### Задание
Извлеките из записей все строки, в которых встречается слово «target».

### Приведённые записи

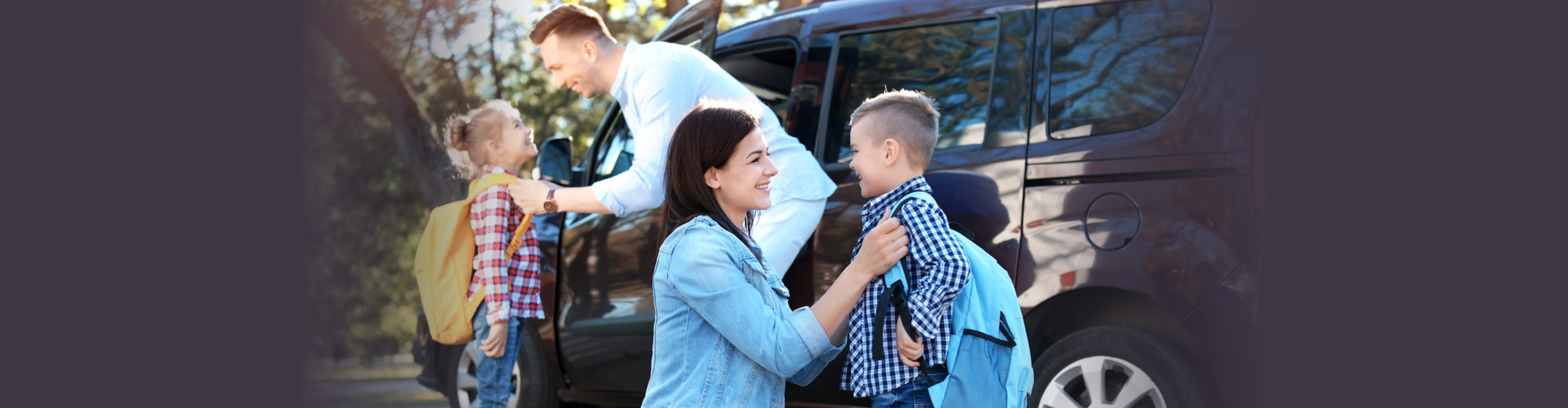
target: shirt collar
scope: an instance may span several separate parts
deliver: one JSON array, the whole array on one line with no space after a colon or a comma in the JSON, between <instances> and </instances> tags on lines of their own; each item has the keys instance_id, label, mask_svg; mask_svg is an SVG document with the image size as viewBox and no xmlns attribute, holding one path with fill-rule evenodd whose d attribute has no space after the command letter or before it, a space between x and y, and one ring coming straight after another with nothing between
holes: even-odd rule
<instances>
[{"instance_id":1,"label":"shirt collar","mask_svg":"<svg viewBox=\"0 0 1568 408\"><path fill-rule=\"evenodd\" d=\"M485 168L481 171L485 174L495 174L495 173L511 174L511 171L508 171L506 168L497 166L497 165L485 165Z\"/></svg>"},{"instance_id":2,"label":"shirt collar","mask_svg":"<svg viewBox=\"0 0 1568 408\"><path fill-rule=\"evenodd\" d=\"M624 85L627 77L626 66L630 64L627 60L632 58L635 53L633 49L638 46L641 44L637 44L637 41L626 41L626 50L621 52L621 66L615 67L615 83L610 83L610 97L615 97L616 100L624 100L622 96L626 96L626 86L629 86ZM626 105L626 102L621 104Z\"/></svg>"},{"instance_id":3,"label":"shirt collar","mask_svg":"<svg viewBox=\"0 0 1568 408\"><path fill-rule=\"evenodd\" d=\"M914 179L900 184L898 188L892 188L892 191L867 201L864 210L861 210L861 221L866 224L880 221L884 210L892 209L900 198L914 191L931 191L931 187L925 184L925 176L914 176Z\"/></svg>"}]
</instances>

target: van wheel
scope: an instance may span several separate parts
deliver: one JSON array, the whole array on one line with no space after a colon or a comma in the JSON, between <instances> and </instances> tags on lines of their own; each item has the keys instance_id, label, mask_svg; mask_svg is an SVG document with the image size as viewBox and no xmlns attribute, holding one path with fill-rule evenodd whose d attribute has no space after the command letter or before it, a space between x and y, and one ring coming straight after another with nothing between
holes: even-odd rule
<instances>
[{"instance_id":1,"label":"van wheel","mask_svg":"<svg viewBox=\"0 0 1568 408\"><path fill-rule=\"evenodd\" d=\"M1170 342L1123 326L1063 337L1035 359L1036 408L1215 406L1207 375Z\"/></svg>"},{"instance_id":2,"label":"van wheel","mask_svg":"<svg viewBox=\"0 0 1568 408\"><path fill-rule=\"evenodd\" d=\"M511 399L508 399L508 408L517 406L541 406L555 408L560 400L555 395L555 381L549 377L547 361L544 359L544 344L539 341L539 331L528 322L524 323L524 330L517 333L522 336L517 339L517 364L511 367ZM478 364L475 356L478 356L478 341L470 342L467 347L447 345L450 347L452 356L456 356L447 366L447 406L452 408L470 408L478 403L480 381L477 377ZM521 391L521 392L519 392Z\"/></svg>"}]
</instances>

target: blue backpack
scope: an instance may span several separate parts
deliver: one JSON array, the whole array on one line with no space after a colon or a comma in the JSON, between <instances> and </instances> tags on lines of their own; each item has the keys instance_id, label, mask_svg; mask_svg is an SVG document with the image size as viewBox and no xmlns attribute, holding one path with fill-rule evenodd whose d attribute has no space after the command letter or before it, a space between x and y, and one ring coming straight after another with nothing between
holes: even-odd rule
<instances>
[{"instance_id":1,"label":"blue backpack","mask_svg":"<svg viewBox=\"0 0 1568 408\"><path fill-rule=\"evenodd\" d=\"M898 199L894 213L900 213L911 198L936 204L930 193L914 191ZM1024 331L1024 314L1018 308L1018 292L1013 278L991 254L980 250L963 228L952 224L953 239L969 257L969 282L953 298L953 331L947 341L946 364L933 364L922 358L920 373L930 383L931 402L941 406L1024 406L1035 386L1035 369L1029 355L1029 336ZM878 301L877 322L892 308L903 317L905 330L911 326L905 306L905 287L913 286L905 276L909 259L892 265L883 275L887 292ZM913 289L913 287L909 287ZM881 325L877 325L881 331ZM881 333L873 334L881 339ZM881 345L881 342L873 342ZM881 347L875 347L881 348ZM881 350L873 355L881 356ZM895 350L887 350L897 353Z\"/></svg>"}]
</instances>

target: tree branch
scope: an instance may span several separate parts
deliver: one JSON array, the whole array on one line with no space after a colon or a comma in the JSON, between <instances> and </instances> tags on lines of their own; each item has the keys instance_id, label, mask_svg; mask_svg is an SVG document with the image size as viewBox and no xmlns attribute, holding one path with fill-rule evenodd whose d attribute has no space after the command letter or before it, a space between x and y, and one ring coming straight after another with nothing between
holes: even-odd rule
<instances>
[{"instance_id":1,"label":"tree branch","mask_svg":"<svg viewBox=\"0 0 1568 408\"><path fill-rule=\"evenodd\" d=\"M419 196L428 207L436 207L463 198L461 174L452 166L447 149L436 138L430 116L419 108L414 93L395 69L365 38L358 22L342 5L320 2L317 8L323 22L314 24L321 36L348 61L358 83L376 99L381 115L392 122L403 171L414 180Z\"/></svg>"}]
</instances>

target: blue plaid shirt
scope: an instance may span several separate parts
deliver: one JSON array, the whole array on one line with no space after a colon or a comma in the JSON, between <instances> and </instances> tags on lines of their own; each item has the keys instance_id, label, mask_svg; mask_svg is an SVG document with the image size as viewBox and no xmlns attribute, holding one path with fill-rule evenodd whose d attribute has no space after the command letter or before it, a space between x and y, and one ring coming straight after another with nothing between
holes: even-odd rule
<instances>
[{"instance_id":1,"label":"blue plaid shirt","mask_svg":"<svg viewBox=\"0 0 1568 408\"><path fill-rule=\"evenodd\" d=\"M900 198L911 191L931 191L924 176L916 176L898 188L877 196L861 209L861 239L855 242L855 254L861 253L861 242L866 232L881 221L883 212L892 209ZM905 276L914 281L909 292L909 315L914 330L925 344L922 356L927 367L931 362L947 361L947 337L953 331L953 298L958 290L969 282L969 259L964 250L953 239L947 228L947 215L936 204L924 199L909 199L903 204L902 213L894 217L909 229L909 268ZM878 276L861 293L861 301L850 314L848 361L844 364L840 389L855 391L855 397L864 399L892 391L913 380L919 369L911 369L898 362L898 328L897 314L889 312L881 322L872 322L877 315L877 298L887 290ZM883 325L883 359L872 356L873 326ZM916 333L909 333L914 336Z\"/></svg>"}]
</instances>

### Правильный ответ
target: shirt collar
target: van wheel
target: blue backpack
target: tree branch
target: blue plaid shirt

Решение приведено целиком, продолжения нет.